> REQUIREMENT: In the records that follow, count each line where the string "boundary" occurs. Provide the total and no other text.

━━━━━━━━━━━━━━━━━━━━

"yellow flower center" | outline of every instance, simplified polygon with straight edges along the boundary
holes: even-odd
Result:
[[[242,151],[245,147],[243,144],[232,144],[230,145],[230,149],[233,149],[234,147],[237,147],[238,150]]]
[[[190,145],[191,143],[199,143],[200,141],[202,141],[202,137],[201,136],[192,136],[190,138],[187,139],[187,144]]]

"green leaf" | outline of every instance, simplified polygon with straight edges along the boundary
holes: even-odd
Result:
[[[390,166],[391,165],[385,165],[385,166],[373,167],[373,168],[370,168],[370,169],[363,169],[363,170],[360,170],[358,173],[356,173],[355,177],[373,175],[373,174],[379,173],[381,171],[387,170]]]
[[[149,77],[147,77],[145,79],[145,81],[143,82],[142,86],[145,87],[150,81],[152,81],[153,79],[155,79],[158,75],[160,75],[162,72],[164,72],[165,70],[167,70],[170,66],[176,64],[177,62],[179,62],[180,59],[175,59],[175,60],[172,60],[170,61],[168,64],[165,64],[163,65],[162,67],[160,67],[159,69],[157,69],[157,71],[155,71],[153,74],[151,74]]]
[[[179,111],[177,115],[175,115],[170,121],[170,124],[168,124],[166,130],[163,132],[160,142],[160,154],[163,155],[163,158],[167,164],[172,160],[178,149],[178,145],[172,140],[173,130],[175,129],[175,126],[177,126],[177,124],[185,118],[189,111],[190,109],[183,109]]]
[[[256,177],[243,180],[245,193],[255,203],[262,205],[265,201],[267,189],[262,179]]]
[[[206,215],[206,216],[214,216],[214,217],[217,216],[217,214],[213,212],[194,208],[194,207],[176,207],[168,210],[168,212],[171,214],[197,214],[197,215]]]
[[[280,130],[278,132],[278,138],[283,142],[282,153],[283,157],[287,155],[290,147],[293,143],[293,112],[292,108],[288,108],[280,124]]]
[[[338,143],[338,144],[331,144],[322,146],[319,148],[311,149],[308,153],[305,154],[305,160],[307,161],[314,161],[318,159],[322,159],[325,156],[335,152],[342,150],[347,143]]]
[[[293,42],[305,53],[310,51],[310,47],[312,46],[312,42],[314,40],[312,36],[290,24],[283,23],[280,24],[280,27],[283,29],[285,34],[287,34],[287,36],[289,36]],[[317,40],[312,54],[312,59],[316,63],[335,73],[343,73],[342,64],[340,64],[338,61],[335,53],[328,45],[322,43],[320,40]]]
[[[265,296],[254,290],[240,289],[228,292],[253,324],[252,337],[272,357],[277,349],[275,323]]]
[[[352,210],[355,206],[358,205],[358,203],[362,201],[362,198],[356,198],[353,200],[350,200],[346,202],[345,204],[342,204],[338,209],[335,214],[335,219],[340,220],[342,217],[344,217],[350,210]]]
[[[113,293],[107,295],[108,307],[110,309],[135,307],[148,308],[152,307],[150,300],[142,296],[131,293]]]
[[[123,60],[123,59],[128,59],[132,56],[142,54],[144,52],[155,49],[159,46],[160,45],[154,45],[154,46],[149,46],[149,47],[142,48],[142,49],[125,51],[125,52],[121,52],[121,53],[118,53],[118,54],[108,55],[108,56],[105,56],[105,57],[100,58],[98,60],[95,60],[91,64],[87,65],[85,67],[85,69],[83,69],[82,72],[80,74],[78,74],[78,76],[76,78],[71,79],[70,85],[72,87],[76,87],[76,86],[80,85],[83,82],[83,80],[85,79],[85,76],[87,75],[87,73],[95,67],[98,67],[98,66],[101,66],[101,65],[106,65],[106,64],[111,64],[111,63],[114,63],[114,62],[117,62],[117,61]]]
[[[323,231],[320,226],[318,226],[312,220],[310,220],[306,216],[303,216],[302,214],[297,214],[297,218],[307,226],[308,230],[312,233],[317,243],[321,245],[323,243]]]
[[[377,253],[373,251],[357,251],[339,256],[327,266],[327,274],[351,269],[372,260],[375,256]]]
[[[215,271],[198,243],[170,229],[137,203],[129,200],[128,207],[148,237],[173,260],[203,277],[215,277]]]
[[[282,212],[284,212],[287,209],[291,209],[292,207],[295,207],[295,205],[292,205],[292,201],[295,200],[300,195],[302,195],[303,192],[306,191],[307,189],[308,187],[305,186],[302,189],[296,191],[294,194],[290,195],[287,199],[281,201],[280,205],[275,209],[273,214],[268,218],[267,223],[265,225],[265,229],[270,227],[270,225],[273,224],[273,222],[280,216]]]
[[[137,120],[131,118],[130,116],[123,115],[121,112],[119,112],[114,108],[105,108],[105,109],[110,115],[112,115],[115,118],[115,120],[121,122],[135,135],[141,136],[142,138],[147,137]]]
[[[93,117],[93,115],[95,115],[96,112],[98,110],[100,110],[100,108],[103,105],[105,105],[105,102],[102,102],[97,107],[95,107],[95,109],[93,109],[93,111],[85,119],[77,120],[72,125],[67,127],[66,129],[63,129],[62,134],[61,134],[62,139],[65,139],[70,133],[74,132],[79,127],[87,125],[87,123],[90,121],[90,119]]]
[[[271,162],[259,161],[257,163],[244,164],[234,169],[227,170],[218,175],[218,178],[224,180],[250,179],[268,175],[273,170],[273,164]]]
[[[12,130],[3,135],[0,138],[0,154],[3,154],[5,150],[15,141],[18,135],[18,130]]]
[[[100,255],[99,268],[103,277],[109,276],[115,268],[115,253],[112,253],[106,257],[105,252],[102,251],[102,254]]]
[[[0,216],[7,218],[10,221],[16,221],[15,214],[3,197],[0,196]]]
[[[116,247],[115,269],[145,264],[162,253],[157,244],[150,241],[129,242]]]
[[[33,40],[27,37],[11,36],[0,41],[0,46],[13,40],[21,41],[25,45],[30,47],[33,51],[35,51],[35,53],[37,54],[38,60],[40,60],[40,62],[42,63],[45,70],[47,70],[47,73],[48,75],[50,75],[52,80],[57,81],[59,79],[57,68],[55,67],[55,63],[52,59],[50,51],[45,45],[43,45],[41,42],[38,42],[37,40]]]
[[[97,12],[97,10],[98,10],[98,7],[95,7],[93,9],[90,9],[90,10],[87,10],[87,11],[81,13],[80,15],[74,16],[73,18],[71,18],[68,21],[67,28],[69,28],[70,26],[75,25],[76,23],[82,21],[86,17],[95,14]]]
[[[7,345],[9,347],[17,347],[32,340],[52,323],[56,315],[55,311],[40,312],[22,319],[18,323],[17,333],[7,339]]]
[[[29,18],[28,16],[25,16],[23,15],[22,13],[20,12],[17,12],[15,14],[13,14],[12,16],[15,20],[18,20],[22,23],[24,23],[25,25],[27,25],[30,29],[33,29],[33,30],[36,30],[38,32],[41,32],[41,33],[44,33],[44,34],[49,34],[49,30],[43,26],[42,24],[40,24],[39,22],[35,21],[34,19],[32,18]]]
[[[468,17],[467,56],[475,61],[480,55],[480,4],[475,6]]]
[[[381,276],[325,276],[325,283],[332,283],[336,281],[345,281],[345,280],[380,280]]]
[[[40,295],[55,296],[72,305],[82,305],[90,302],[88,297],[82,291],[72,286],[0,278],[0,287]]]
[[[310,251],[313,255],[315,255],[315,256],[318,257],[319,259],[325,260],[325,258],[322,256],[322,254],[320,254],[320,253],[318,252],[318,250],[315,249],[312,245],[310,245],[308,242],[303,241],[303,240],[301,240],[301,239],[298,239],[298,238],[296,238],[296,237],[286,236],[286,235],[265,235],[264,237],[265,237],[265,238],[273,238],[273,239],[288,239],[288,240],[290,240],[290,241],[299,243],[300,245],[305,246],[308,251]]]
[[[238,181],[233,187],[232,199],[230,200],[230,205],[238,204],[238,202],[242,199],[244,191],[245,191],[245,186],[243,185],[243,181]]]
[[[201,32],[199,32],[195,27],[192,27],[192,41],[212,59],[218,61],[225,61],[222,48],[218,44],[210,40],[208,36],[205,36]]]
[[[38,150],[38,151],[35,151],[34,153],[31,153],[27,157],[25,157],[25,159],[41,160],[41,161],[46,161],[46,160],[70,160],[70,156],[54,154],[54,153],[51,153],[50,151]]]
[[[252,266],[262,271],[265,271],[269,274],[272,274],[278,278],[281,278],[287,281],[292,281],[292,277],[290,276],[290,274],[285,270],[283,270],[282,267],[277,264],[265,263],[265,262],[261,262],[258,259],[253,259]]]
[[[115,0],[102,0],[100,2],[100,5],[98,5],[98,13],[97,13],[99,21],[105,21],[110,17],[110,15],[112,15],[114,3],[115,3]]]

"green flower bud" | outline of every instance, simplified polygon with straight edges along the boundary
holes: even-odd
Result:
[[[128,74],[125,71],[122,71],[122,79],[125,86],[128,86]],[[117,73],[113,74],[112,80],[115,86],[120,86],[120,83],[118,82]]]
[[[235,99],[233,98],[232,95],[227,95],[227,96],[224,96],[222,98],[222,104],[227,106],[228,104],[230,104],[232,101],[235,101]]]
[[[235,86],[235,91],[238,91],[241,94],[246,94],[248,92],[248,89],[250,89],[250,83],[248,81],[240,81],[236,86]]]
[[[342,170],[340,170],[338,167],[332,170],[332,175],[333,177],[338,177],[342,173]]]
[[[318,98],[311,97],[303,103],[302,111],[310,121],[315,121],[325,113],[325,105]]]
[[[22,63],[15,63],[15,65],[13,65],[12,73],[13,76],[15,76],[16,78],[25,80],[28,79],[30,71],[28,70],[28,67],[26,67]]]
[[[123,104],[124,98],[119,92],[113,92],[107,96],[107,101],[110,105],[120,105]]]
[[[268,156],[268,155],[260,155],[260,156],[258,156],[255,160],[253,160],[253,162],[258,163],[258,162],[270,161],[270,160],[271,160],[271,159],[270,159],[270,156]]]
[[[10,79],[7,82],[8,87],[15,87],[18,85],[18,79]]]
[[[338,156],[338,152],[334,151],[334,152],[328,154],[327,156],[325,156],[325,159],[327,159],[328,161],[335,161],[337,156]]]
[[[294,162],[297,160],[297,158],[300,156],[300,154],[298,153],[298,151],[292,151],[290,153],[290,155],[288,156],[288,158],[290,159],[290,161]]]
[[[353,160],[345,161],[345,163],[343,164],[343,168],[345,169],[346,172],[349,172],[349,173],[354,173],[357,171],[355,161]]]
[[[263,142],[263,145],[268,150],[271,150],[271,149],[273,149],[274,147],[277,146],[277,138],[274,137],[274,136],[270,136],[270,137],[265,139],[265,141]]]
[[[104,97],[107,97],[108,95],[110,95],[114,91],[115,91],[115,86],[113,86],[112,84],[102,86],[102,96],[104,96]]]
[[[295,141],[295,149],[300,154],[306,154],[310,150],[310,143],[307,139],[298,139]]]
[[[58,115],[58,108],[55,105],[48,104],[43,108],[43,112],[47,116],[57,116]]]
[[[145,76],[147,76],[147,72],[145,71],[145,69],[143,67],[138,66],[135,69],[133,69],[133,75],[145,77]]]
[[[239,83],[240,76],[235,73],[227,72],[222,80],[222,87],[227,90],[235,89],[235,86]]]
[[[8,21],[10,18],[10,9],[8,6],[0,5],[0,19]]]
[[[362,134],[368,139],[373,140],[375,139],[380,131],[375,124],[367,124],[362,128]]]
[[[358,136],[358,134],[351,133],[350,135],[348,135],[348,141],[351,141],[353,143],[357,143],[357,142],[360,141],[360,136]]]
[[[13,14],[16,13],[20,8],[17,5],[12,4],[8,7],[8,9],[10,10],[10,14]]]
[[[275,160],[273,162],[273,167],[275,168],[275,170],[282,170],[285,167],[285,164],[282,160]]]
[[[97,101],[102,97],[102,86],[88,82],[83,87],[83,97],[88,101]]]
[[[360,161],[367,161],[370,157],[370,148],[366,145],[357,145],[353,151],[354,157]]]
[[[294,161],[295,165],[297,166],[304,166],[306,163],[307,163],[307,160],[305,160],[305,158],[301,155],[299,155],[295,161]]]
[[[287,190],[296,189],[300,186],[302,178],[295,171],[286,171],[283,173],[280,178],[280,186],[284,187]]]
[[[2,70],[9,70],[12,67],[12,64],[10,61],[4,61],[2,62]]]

━━━━━━━━━━━━━━━━━━━━

> YOUR SOLUTION: 3